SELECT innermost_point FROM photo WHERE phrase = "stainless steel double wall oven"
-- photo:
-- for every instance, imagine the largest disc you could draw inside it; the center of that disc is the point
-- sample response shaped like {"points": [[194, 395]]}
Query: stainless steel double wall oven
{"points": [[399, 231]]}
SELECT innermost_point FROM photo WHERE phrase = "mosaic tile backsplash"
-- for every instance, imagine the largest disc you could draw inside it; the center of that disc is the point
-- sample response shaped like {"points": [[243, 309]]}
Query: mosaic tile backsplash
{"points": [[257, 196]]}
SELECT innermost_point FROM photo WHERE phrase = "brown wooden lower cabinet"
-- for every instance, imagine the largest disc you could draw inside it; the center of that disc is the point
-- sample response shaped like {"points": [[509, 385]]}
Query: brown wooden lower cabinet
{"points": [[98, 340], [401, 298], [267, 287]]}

::::

▶ **Aim of the exercise**
The exact wording of every entry above should be written out again.

▶ **Expected output**
SELECT innermost_point FROM photo WHERE phrase = "stainless steel double wall oven"
-- photo:
-- for every instance, imagine the largest disc you could draw inside it; the center of that disc is the point
-- sample response shaped like {"points": [[194, 395]]}
Query: stainless steel double wall oven
{"points": [[399, 231]]}
SELECT innermost_point FROM photo WHERE phrase = "mosaic tile backsplash"
-- for every instance, imagine the largest disc you could draw inside it; the center of that disc is the point
-- sample response shaped like {"points": [[243, 309]]}
Query: mosaic tile backsplash
{"points": [[257, 196]]}
SELECT innermost_point FROM photo WHERE phrase = "brown wooden lower cabinet"
-- for every instance, imagine the largest disc you could draw inside it; the center of that disc is the point
-- sample response shaped like {"points": [[509, 385]]}
Query: brown wooden lower cabinet
{"points": [[98, 340], [401, 298], [267, 287]]}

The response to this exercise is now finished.